*Yapılacak Görevler*.
A. Yargı bağımsızlığı konulu yazıda "Gerçek Dr. nerede?.." sözlerinin geçtiği yerden başlayın ve "durummuş gibi tartışılıyor.." sözlerinden sonra durun. Bu bölümü "sis perdesi" yerine "duman perdesi" koyarak yeniden yazın.
B. Listede "fence" dizesini içeren satırların sayısını verin. Yanıt yalnızca sayıdan oluşsun.

*Okunacak Metin*.
※
Gerçek Dr. nerede?..

Bağımsız(!) yargının üstüne büyük sis perdesi çöktü. En namlı hukukçular bile işin içinden çıkamıyor. Formülün bini 1 para..
“Yargının bağımsızlığı”,  “Yargının siyasallaşması”  yeni bir durummuş gibi tartışılıyor..
Dün, o tarafta olanlar bu tarafa, bu tarafta olanlar da o tarafa geçti..
“Adaletin tecelli etmesi için”  formül manyağı olduk.
Sergilenen iki yüzlülüğü ve  “adalet yerini bulsun”  tezgahıyla kurulan büyük oyunu anlamak için yakın geçmişten örnekler vermeye bugün de devam edeceğim. Allah izin verdiği sürece de çabalarım sürecek.
※
*Verilen Bilgiler*.

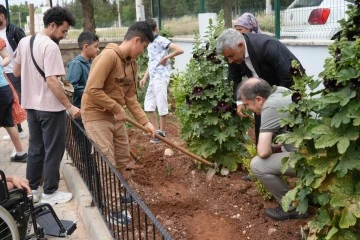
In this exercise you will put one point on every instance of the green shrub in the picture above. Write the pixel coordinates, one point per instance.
(205, 105)
(325, 127)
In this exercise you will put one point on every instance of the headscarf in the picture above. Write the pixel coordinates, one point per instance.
(247, 20)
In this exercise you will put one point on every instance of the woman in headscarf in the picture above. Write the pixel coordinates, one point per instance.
(247, 23)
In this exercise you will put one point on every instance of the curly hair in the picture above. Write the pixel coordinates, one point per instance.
(58, 15)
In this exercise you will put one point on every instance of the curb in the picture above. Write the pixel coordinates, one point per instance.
(91, 217)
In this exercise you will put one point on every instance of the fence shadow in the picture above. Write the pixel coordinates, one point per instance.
(125, 214)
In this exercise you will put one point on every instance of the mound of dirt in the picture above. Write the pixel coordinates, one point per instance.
(190, 207)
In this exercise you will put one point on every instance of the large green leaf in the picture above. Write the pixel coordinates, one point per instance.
(343, 145)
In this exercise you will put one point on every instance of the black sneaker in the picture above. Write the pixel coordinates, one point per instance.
(127, 199)
(17, 158)
(121, 217)
(279, 214)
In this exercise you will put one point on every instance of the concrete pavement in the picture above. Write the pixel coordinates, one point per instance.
(90, 225)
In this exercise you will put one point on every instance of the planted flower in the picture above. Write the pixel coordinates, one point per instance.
(296, 72)
(222, 106)
(210, 87)
(210, 126)
(296, 97)
(198, 91)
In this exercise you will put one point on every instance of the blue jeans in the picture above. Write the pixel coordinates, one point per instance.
(47, 132)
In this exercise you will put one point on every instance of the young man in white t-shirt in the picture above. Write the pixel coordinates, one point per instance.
(159, 70)
(12, 36)
(45, 102)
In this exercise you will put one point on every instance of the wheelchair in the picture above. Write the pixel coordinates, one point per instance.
(20, 219)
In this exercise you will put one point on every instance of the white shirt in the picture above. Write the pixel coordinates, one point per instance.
(9, 68)
(35, 92)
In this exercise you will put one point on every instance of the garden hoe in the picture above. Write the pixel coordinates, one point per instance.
(213, 166)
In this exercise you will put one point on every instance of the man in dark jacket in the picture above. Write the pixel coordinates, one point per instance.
(255, 55)
(12, 36)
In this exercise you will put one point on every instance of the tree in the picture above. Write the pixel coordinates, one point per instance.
(227, 13)
(88, 15)
(18, 14)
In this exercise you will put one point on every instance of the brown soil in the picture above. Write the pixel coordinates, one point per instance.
(190, 207)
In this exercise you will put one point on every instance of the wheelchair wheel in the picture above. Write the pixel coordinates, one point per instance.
(8, 227)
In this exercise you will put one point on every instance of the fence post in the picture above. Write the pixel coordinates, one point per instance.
(277, 19)
(159, 14)
(202, 6)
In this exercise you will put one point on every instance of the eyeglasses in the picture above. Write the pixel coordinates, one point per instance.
(65, 32)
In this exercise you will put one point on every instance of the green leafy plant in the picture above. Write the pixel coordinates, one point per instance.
(205, 105)
(325, 127)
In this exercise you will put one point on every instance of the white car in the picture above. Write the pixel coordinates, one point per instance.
(313, 19)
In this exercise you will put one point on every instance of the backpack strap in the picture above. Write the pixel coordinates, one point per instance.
(32, 56)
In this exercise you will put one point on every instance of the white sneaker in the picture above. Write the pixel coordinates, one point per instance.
(21, 136)
(13, 153)
(36, 195)
(57, 197)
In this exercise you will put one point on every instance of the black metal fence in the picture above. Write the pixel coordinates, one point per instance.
(126, 215)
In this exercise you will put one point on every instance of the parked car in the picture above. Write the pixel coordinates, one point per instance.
(313, 19)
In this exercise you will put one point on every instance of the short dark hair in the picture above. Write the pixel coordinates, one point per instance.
(140, 29)
(87, 38)
(58, 15)
(152, 23)
(3, 10)
(250, 89)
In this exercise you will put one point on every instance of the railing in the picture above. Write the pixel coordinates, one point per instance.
(109, 189)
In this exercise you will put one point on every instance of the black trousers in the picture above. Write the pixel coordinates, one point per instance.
(46, 148)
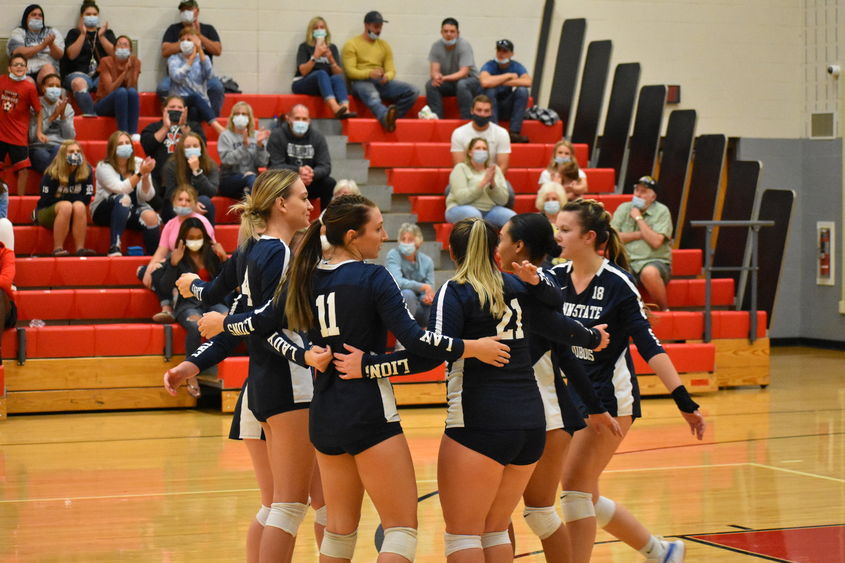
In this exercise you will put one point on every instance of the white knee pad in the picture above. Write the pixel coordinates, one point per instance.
(401, 541)
(605, 508)
(542, 520)
(576, 505)
(262, 515)
(287, 516)
(492, 539)
(337, 545)
(458, 542)
(321, 516)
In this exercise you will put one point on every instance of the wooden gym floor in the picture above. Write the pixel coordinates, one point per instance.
(767, 483)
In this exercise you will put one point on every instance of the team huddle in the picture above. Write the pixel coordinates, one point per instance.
(317, 411)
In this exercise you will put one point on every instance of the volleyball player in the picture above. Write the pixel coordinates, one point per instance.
(599, 289)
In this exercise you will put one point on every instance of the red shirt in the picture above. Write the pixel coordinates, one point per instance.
(16, 100)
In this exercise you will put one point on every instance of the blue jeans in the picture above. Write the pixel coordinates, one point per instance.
(464, 89)
(318, 82)
(509, 102)
(123, 104)
(497, 215)
(214, 87)
(371, 92)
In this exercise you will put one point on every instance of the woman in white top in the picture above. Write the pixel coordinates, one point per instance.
(124, 187)
(478, 188)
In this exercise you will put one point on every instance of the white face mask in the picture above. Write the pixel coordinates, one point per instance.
(240, 121)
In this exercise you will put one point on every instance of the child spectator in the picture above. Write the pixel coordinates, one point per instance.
(66, 191)
(118, 87)
(124, 188)
(242, 150)
(413, 272)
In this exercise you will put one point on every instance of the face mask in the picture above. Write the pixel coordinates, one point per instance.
(481, 120)
(52, 93)
(480, 156)
(299, 127)
(407, 248)
(240, 121)
(123, 151)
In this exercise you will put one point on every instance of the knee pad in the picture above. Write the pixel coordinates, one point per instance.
(605, 508)
(492, 539)
(576, 505)
(337, 545)
(321, 516)
(287, 516)
(401, 541)
(542, 520)
(262, 515)
(458, 542)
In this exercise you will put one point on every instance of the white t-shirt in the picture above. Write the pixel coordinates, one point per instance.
(497, 137)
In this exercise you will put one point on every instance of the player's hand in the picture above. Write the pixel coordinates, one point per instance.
(696, 423)
(176, 376)
(605, 337)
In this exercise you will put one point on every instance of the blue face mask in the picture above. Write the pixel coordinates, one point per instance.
(407, 248)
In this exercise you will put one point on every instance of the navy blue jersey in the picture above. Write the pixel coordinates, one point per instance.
(611, 298)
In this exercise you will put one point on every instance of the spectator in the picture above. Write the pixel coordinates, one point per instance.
(299, 147)
(19, 98)
(56, 118)
(86, 44)
(190, 71)
(478, 188)
(242, 150)
(195, 253)
(189, 13)
(563, 156)
(42, 46)
(413, 272)
(159, 139)
(368, 63)
(645, 226)
(66, 191)
(7, 281)
(124, 188)
(191, 165)
(318, 70)
(184, 204)
(452, 69)
(498, 141)
(506, 83)
(118, 87)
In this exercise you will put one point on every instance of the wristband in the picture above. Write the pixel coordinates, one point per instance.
(683, 401)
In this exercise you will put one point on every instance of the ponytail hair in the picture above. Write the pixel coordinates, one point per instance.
(348, 212)
(593, 217)
(255, 207)
(535, 231)
(473, 242)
※
*Görev Yanıtları*.
A.
Gerçek Dr. nerede?..

Bağımsız(!) yargının üstüne büyük duman perdesi çöktü. En namlı hukukçular bile işin içinden çıkamıyor. Formülün bini 1 para..
“Yargının bağımsızlığı”,  “Yargının siyasallaşması”  yeni bir durummuş gibi tartışılıyor..

B. 3